> [Problems and tasks]:
1 - In the generation pipeline page, reproduce the passage from "# From Prompt" through "the FastAPI backend.", replacing "layout selection" with "template selection".
2 - Say whether each statement agrees with the generation pipeline page. For each one, answer yes or no and quote the deciding words. (a) Final assembly is one of the steps a user's topic travels through. (b) A Flask backend coordinates the steps. (c) The repository is presenton/presenton.

> [Reading passage]:

━━━━━━━━

# From Prompt to Slides: The Generation Pipeline

> Step by step: how a user's topic travels through outline generation, layout selection, per-slide content calls, image fetching, and final assembly — all coordinated by the FastAPI backend.

- Repository: presenton/presenton
- GitHub: https://github.com/presenton/presenton
- Human wiki: https://grok-wiki.com/public/wiki/presenton-presenton-f6685dc028cc
- Complete Markdown: https://grok-wiki.com/public/wiki/presenton-presenton-f6685dc028cc/llms-full.txt

## Source Files

- `servers/fastapi/api/v1/ppt/endpoints/presentation.py`
- `servers/fastapi/utils/llm_calls/generate_presentation_structure.py`
- `servers/fastapi/utils/outline_utils.py`
- `servers/fastapi/api/v1/ppt/background_tasks.py`
- `servers/fastapi/services/concurrent_service.py`

---

<details>
<summary>Relevant source files</summary>
The following files were used as context for generating this wiki page:

- [servers/fastapi/api/v1/ppt/endpoints/presentation.py](servers/fastapi/api/v1/ppt/endpoints/presentation.py)
- [servers/fastapi/utils/llm_calls/generate_presentation_outlines.py](servers/fastapi/utils/llm_calls/generate_presentation_outlines.py)
- [servers/fastapi/utils/llm_calls/generate_presentation_structure.py](servers/fastapi/utils/llm_calls/generate_presentation_structure.py)

━━━━━━━━

> [Data section]:

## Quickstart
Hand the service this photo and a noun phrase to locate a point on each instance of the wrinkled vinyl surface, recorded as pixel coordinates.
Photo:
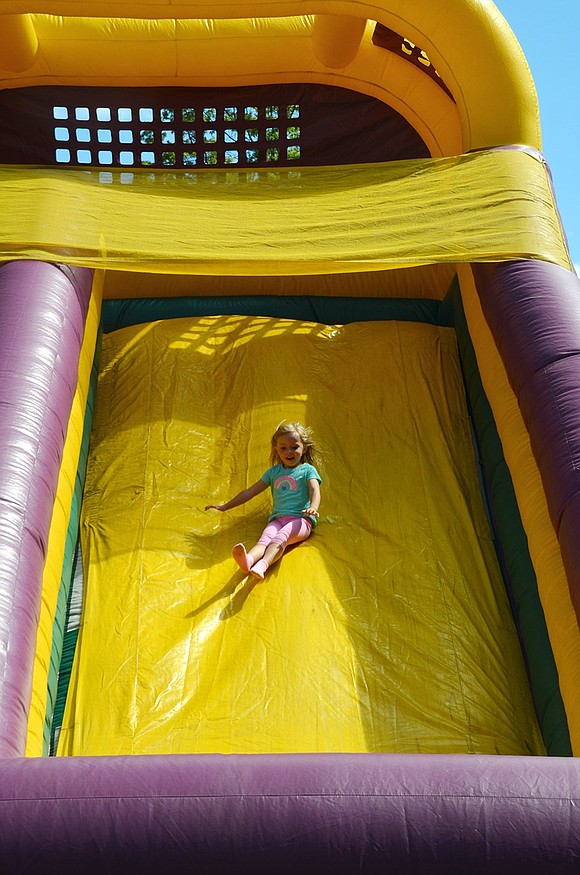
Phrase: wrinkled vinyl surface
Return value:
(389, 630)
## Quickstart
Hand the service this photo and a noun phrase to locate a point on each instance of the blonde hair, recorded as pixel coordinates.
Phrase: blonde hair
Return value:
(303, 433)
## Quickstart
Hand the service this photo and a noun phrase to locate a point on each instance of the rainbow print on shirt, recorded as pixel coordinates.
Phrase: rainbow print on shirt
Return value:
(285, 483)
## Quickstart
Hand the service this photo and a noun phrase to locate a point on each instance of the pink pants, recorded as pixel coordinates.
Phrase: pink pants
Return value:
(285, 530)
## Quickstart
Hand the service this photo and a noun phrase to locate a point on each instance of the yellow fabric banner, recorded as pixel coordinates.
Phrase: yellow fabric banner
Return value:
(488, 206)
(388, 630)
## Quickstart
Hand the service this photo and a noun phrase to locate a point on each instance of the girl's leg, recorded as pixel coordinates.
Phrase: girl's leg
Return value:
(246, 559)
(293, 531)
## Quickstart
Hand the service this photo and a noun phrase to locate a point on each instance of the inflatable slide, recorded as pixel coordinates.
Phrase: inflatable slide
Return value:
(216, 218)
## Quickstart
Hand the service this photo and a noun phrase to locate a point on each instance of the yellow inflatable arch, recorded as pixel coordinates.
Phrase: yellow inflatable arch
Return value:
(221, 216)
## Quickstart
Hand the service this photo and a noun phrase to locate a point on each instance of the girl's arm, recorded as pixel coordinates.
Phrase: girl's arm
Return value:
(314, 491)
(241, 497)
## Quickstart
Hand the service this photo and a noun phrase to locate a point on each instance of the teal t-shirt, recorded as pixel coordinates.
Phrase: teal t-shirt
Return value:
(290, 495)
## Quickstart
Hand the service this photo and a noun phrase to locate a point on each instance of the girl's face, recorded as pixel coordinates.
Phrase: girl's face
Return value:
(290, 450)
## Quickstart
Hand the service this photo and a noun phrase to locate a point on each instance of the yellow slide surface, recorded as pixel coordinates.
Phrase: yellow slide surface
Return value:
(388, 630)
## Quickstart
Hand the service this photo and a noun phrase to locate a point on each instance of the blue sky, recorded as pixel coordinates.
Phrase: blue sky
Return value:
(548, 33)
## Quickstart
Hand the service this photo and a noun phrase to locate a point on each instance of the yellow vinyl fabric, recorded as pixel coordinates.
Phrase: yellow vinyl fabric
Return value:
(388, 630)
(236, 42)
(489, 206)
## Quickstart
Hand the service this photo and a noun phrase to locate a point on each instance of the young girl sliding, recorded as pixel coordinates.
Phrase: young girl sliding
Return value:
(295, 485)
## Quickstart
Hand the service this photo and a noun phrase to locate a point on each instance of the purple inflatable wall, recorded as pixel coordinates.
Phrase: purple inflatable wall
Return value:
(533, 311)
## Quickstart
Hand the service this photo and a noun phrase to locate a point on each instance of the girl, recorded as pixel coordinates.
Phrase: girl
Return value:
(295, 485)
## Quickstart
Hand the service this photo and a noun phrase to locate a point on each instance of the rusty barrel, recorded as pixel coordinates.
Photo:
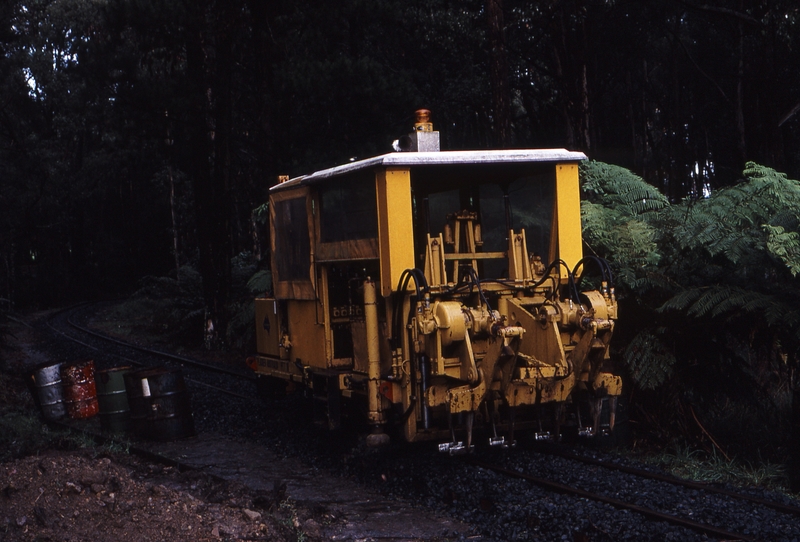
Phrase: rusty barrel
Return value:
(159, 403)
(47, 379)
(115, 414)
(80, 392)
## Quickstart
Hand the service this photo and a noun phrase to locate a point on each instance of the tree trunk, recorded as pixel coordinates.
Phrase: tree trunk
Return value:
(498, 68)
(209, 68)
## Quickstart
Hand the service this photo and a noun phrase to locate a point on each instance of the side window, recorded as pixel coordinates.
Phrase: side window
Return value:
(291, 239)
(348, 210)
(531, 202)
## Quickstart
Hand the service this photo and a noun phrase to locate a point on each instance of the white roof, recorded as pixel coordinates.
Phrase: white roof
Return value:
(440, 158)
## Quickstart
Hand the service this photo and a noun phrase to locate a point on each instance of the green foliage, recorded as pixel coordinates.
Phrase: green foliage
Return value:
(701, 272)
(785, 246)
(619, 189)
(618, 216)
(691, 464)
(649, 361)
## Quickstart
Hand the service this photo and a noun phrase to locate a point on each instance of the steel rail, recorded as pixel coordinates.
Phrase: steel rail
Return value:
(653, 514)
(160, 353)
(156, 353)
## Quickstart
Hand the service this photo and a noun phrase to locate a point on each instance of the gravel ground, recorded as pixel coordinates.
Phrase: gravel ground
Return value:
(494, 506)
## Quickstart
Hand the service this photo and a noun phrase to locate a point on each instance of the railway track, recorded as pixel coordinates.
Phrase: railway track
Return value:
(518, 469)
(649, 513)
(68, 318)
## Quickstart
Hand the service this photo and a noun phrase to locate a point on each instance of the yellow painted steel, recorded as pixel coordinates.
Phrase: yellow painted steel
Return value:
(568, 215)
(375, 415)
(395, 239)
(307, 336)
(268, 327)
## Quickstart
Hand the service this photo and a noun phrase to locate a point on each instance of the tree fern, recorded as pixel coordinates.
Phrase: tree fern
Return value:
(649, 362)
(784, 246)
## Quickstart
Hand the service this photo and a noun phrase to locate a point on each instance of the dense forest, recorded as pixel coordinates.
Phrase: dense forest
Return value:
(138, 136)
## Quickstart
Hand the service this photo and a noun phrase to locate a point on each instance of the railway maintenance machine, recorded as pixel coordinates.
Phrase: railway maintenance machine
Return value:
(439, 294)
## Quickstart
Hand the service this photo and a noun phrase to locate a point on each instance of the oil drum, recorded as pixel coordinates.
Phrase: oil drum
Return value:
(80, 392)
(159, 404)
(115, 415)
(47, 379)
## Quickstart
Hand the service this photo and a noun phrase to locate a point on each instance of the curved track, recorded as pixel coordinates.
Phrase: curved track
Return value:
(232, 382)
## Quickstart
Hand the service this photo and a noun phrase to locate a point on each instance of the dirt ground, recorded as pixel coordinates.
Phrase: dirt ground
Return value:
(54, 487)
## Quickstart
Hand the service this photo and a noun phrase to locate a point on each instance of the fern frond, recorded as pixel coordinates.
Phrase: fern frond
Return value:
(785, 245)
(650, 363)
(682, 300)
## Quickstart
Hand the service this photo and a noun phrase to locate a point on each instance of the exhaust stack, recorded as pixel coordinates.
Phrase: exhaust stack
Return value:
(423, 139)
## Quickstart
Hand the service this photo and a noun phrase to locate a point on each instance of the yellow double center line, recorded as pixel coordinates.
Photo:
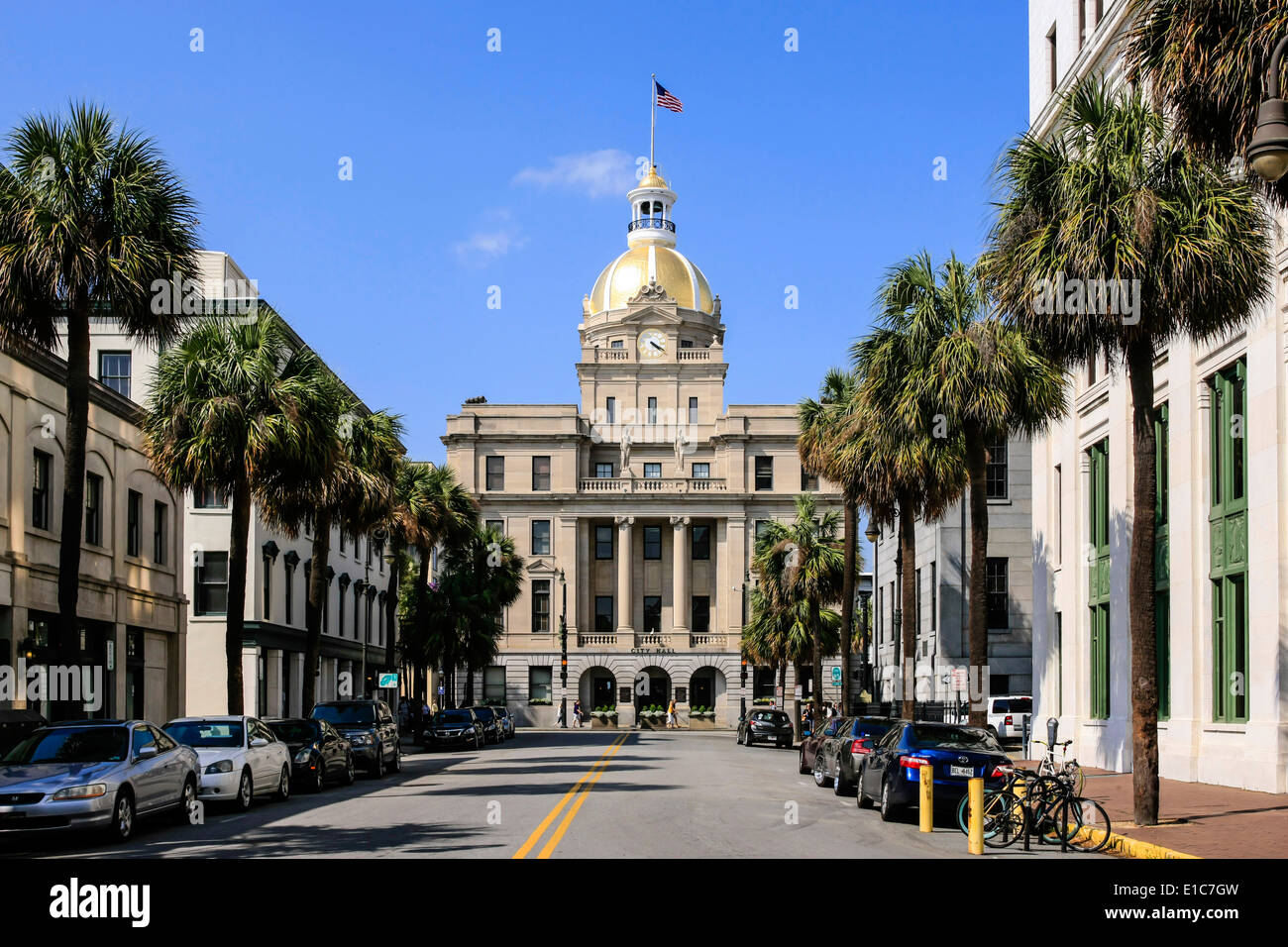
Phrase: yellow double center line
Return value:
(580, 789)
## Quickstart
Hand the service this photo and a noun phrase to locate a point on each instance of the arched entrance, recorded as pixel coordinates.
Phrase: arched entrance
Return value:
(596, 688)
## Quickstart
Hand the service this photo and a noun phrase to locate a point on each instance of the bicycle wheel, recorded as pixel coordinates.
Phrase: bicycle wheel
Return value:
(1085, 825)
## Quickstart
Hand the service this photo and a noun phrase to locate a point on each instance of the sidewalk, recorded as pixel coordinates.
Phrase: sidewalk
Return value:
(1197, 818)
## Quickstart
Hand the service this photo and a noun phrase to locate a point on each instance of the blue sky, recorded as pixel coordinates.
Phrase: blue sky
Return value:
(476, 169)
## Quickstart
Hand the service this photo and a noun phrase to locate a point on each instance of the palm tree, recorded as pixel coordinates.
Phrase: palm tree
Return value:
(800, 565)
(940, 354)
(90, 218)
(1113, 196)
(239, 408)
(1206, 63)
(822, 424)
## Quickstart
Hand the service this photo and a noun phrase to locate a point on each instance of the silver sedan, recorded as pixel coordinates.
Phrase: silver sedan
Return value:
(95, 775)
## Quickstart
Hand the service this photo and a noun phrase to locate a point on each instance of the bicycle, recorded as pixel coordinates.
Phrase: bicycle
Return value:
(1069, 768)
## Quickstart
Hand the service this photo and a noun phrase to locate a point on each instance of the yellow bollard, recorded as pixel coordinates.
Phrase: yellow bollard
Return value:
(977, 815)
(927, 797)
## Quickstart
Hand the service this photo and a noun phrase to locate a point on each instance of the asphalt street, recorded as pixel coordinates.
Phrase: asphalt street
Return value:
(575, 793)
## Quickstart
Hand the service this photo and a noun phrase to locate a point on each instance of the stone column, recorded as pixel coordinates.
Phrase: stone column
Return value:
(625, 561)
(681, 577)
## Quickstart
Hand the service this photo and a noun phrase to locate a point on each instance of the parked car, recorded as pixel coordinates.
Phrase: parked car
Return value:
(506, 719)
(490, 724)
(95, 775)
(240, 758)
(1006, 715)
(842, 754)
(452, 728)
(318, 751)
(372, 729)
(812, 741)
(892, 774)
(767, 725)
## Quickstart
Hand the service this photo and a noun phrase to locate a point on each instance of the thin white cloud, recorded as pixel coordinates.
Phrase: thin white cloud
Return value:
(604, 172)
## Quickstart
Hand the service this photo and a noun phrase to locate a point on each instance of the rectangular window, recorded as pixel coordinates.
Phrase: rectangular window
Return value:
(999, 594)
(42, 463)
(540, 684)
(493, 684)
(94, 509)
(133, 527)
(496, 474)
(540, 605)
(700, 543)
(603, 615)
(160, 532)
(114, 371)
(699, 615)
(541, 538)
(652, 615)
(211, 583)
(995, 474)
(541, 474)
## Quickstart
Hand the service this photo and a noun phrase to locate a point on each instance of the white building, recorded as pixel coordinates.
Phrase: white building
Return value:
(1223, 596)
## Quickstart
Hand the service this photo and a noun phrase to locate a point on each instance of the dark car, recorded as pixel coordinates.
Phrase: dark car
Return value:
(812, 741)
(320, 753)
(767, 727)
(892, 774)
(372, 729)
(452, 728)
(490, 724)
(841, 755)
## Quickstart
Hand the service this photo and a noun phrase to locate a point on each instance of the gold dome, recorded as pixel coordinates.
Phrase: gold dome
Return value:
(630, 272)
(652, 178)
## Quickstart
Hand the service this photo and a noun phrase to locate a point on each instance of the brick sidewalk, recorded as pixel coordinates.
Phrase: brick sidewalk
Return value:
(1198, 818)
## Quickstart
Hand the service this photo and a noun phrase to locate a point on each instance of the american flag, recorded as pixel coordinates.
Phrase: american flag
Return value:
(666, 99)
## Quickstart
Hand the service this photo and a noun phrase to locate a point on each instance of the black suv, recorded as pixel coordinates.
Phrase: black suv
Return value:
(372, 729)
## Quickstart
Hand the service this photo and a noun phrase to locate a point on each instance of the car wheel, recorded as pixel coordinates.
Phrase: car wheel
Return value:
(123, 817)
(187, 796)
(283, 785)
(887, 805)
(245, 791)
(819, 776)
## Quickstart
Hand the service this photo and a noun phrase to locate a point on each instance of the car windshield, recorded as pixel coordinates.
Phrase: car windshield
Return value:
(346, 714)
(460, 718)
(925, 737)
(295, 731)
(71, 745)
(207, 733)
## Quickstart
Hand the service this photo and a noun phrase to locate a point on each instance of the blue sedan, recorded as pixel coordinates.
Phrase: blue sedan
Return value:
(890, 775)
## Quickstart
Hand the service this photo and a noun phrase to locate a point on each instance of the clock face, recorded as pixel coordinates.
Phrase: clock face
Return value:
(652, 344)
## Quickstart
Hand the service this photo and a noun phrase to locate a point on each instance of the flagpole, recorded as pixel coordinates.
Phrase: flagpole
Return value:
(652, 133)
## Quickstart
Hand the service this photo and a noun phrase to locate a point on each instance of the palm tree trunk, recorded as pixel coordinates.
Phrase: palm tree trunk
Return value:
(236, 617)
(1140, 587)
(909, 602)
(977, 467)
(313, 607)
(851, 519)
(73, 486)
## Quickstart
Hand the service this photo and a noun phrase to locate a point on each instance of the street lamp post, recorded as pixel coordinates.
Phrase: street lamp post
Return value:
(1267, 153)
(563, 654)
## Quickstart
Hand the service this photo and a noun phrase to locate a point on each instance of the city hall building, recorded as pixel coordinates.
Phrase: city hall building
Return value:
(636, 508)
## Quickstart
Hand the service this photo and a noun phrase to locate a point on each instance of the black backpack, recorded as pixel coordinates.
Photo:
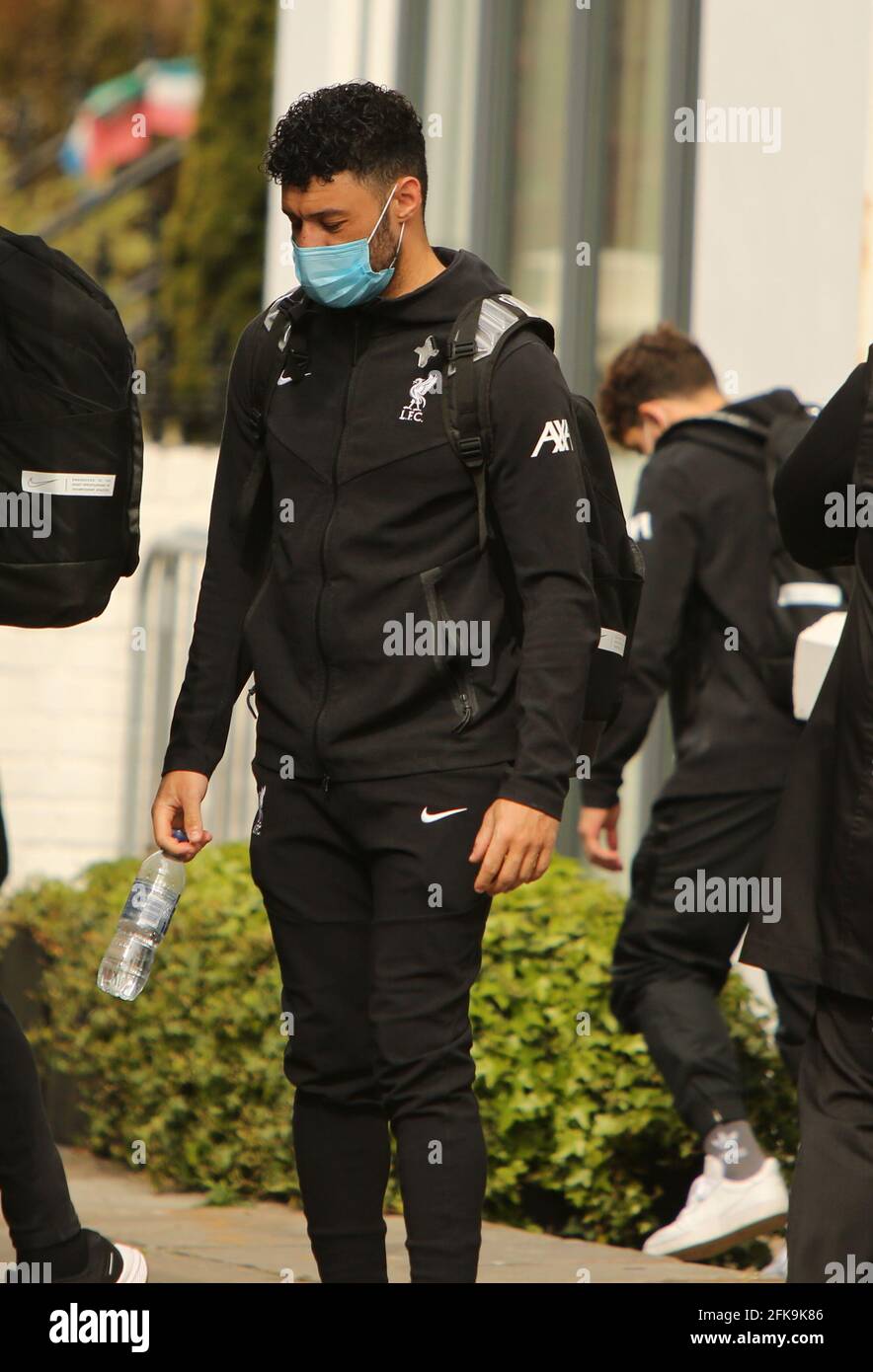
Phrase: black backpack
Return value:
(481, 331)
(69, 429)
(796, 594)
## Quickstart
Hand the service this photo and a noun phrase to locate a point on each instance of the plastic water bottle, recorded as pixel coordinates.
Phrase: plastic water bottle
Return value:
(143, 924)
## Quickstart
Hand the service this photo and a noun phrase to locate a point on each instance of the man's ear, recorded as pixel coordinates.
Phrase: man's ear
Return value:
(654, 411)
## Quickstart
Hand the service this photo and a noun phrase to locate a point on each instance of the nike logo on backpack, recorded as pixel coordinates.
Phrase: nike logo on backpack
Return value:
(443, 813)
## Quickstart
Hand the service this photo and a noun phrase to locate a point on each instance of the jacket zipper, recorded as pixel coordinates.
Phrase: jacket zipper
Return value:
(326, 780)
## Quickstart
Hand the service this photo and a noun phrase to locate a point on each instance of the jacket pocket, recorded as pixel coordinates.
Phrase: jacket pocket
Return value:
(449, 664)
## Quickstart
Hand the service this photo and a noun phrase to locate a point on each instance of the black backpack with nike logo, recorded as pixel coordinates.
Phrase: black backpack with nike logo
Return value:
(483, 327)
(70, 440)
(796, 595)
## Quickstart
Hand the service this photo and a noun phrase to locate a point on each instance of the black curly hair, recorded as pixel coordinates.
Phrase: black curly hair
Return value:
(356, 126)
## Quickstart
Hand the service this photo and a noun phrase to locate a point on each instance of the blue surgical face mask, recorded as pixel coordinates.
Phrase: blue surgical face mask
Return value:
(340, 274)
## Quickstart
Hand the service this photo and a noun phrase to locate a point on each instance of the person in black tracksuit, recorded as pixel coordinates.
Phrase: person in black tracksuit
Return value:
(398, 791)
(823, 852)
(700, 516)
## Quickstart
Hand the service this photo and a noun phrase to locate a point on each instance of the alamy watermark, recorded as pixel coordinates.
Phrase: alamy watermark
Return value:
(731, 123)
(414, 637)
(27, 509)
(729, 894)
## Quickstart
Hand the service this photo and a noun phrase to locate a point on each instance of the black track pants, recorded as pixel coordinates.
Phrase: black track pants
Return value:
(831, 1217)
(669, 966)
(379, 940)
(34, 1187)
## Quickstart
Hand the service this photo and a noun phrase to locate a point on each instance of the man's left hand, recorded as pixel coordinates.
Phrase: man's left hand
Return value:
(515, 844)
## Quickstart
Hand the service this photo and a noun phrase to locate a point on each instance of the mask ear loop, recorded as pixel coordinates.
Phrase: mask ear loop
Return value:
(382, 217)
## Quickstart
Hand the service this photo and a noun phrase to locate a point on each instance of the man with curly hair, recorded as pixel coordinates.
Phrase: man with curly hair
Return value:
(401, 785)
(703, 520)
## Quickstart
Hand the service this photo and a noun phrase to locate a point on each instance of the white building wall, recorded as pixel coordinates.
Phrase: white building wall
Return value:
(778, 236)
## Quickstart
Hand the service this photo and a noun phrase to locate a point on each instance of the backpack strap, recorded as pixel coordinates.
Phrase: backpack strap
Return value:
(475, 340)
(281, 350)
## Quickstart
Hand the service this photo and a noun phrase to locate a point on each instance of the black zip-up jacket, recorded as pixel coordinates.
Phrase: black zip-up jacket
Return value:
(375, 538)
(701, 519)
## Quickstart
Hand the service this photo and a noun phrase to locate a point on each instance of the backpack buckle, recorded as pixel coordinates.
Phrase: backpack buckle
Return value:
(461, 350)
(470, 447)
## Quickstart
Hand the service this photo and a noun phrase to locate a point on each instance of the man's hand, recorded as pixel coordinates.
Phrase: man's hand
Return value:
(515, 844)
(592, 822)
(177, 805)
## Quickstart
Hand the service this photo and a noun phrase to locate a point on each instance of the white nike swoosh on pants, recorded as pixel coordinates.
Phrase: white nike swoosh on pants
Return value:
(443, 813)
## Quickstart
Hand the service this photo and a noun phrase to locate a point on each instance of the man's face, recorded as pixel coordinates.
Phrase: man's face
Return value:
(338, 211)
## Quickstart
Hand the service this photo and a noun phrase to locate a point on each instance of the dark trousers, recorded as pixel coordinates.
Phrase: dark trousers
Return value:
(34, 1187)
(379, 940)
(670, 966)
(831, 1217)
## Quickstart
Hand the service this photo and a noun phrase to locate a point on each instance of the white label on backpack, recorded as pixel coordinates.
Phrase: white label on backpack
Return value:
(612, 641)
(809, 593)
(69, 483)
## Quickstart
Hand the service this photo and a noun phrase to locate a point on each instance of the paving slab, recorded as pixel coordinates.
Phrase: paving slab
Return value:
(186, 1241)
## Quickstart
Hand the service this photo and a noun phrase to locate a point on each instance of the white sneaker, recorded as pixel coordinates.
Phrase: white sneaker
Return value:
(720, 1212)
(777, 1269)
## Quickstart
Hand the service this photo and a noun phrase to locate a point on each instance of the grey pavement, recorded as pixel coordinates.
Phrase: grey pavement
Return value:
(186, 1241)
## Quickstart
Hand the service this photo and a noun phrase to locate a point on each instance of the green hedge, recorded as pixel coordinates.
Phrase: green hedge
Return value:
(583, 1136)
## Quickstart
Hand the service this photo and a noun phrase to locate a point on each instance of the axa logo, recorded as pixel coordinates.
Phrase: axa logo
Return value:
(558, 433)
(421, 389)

━━━━━━━━

> [Answers provided]:
1 -
# From Prompt to Slides: The Generation Pipeline

> Step by step: how a user's topic travels through outline generation, template selection, per-slide content calls, image fetching, and final assembly — all coordinated by the FastAPI backend.

2 -
(a) Yes: "outline generation, layout selection, per-slide content calls, image fetching, and final assembly"
(b) No: "all coordinated by the FastAPI backend"
(c) Yes: "Repository: presenton/presenton"